• **TASK INSTRUCTIONS**
- A) Copy everything in the post on circumcision from "Especially when even" down to "no mistakes here." word for word.
- B) For each statement, say yes or no on whether the post on circumcision agrees, and quote the deciding words: (i) The procedure takes 30 minutes under local anaesthetic. (ii) The patient leaves the clinic as soon as the operation ends. (iii) Mr Shabange said the pain was very bad.
- C) According to the post on circumcision, who cited the research suggesting the procedure reduces chances of infection?

• **EXCERPT**
──────────────────────────────

OK - we'd like to erase that smirk of absolute satisfaction from our (the Elders', that is) collective face. But this is difficult to impossible, as the last stage of our diabolical plan (stage 2) of world domination is coming to fruition.
Especially when even the Guardianistas, grinding their teeth, are forced to acknowledge the fact of our total and final victory. Of course, they try to present this fact as some minor local matter, of no import to the rest of the world, but even they could not be that short-sighted. It is no more a matter of denial: we are convinced that they see the near future knocking on their doors already, it is just that they loath to say it loudly and in the open. No matter, we can take this headline for now:
Swazi men queue at clinics to find a cure for Aids - through circumcision
Research cited by Clinton suggests simple procedure reduces chances of infection
This is one of many areas of expertise of the old boy. Besides, he was taken care of by an expert, so no mistakes here.
The procedure takes 30 minutes under local anaesthetic. The patient waits a further 30 minutes to monitor bleeding. An hour after the operation, a pleased Mr Shabange left the clinic. "It's pain, but really it is not so bad," he said.

──────────────────────────────

• **DATA EXCERPTS**
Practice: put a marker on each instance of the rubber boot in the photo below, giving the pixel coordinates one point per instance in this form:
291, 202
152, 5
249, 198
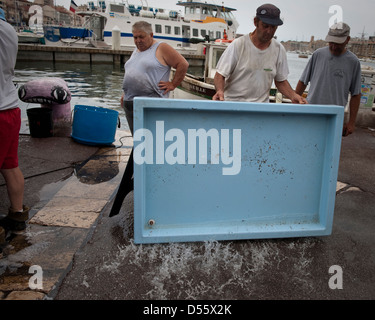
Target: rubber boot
15, 221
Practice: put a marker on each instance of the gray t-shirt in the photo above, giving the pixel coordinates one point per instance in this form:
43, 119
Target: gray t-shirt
8, 57
143, 72
332, 78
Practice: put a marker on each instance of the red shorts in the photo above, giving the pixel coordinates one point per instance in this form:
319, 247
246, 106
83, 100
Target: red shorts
10, 124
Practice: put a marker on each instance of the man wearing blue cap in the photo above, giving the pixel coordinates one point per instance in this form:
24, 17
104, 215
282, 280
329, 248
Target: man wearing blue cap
10, 122
251, 63
334, 72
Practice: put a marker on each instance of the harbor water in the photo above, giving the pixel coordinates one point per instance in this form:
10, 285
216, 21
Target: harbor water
101, 85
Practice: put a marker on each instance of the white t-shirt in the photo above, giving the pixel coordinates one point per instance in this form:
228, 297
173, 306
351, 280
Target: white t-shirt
8, 57
249, 71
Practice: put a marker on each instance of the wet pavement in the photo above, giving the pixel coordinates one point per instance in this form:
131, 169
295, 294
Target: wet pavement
85, 254
67, 185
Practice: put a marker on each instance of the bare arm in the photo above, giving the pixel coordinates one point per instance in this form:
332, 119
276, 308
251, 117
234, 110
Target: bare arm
349, 127
170, 57
285, 88
219, 82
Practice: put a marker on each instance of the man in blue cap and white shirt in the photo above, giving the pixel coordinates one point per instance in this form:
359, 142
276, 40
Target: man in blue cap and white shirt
10, 122
333, 72
251, 63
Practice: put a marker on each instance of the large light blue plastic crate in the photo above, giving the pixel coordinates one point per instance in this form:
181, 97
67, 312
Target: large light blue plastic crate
286, 186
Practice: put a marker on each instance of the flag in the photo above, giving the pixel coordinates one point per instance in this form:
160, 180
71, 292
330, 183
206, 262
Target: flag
73, 6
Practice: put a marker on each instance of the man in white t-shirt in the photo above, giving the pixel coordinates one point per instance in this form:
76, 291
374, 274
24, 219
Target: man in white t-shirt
251, 63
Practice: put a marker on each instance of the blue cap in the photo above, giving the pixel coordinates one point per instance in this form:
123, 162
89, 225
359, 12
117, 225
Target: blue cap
2, 15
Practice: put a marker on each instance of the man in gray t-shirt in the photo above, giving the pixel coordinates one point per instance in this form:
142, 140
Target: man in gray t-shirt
334, 73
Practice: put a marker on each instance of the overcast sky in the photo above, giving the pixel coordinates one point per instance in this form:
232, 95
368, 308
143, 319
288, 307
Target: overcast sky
302, 19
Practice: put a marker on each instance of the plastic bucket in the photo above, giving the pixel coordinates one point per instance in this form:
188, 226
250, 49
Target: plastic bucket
94, 125
40, 122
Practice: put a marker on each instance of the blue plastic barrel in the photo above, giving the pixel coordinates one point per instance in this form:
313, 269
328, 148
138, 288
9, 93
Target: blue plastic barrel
94, 125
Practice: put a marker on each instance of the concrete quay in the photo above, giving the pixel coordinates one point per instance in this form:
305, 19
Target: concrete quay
85, 255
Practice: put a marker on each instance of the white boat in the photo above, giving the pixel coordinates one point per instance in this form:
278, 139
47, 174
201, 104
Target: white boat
28, 36
201, 21
201, 88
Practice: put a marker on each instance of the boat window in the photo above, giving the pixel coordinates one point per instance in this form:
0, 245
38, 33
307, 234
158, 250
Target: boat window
118, 8
157, 28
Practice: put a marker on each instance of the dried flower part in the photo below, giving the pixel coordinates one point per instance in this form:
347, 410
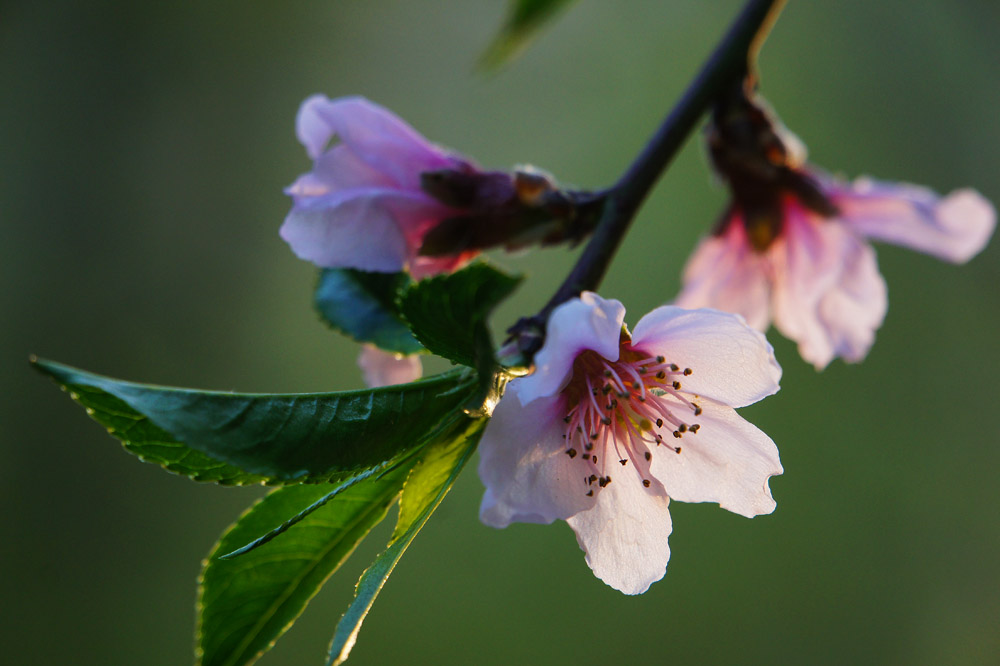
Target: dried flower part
792, 244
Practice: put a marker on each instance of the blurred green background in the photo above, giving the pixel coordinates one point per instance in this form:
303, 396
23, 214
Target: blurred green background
143, 148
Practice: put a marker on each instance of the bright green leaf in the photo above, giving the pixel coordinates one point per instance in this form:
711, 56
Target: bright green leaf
246, 603
363, 306
448, 313
308, 437
428, 483
524, 19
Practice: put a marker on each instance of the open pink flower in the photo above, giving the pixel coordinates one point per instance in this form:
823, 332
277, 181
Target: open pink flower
611, 426
363, 205
793, 245
383, 368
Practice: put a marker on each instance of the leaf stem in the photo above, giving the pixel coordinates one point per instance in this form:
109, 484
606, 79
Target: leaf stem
731, 60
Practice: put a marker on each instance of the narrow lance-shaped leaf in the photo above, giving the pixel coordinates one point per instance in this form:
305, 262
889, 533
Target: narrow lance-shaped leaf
308, 437
524, 19
363, 306
246, 603
448, 313
425, 488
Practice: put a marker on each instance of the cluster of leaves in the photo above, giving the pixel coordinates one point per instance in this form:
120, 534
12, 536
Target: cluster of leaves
339, 460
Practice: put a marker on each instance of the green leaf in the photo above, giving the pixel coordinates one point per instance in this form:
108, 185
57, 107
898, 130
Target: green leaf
448, 313
524, 19
307, 437
245, 604
428, 483
363, 306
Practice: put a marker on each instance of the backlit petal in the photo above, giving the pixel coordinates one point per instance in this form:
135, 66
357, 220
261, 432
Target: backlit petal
728, 461
382, 368
725, 273
954, 228
625, 535
730, 361
524, 466
587, 322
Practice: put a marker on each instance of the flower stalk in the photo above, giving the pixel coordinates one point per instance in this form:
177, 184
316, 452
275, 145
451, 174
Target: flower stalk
732, 60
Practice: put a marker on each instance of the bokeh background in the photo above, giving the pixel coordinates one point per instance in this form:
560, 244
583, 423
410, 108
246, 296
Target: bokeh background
143, 148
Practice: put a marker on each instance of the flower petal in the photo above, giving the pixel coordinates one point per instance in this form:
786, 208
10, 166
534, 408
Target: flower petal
336, 170
524, 466
728, 461
375, 135
730, 361
855, 307
954, 228
820, 266
625, 535
352, 229
382, 368
726, 274
587, 322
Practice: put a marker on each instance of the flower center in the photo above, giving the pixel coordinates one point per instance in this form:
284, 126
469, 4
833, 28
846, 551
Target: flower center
623, 411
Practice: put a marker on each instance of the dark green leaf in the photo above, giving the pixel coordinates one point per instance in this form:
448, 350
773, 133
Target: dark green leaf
308, 437
426, 486
363, 306
448, 313
524, 19
245, 604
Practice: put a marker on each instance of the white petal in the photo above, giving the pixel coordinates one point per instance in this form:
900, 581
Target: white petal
728, 461
587, 322
524, 466
731, 362
336, 170
351, 229
954, 228
382, 368
625, 535
725, 273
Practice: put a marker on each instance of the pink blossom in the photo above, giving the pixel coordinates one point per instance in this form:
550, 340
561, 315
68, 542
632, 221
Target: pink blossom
382, 368
610, 426
363, 206
814, 272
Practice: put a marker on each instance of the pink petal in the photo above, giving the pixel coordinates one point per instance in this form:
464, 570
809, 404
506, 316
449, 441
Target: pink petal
820, 265
625, 535
727, 461
730, 362
954, 228
524, 466
375, 135
726, 274
855, 307
382, 368
587, 322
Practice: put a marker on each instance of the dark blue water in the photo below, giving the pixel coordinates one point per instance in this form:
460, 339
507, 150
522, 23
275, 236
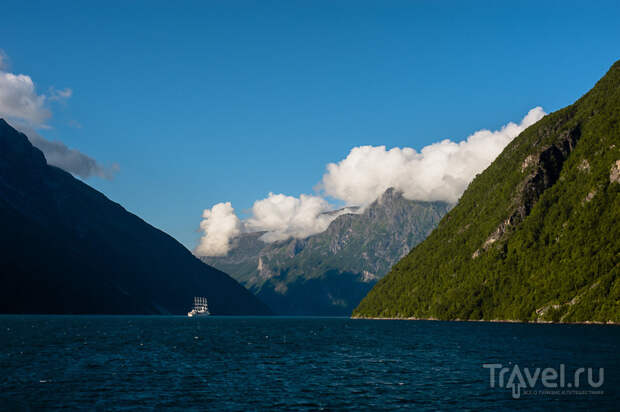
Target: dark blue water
292, 363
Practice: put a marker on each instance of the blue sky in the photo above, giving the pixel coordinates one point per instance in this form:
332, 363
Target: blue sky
219, 101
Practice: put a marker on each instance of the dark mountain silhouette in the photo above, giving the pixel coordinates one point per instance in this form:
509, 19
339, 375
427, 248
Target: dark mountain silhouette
66, 248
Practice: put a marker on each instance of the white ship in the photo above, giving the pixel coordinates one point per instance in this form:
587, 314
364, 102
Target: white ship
201, 308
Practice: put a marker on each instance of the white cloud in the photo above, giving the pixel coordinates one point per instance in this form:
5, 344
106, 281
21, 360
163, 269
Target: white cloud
73, 161
58, 95
284, 216
19, 100
220, 225
440, 171
28, 111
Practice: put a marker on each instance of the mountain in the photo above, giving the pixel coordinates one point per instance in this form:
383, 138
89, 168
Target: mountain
535, 237
66, 248
330, 272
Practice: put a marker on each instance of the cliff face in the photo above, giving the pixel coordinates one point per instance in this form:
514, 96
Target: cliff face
330, 272
534, 237
66, 248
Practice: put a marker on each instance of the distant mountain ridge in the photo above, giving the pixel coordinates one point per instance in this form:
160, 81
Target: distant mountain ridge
535, 237
330, 272
66, 248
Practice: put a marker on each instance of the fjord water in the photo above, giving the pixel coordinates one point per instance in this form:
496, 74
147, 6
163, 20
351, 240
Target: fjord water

──────────────────────────────

• **WRITTEN RESPONSES**
- A)
Especially when even the Guardianistas, grinding their teeth, are forced to acknowledge the fact of our total and final victory. Of course, they try to present this fact as some minor local matter, of no import to the rest of the world, but even they could not be that short-sighted. It is no more a matter of denial: we are convinced that they see the near future knocking on their doors already, it is just that they loath to say it loudly and in the open. No matter, we can take this headline for now:
Swazi men queue at clinics to find a cure for Aids - through circumcision
Research cited by Clinton suggests simple procedure reduces chances of infection
This is one of many areas of expertise of the old boy. Besides, he was taken care of by an expert, so no mistakes here.

- B)
(i) Yes: "The procedure takes 30 minutes under local anaesthetic."
(ii) No: "The patient waits a further 30 minutes to monitor bleeding."
(iii) No: "It's pain, but really it is not so bad,"

- C) Clinton.